(Spatial localization data)
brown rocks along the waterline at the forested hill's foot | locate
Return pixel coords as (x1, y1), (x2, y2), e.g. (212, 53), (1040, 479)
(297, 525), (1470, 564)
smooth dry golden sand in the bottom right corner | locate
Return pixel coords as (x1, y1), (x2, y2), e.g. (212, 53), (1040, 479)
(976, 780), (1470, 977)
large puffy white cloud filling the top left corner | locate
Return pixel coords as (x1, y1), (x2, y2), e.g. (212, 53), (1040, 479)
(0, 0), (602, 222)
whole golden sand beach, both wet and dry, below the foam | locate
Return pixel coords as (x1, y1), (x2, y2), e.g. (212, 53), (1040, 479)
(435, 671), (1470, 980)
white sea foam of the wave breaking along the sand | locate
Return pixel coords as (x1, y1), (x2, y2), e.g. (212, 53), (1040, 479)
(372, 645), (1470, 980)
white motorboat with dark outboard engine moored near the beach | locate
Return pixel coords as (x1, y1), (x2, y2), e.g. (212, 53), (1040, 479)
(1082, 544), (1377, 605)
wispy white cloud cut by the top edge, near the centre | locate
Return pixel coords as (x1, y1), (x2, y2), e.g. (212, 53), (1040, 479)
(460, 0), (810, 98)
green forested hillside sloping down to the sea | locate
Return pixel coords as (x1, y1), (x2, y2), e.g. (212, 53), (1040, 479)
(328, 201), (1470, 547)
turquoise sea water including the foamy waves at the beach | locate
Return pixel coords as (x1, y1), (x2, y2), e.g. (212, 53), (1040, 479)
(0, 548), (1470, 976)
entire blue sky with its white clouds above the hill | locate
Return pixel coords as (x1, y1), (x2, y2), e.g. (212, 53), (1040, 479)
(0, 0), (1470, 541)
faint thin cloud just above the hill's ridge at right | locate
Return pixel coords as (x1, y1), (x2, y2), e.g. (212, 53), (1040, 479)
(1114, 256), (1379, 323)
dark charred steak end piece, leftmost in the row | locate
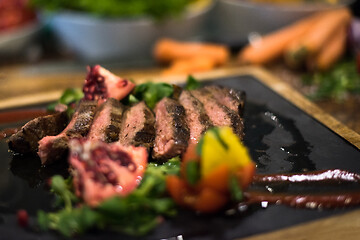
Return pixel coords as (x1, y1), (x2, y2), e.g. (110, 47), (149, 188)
(8, 111), (68, 154)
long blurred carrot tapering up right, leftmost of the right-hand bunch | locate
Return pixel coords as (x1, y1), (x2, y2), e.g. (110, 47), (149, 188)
(238, 11), (322, 64)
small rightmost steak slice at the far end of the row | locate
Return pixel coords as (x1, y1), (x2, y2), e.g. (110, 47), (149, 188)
(204, 85), (246, 116)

• The problem: Say how many lines in the records include the string "white", giving the figure by itself.

• Result: 5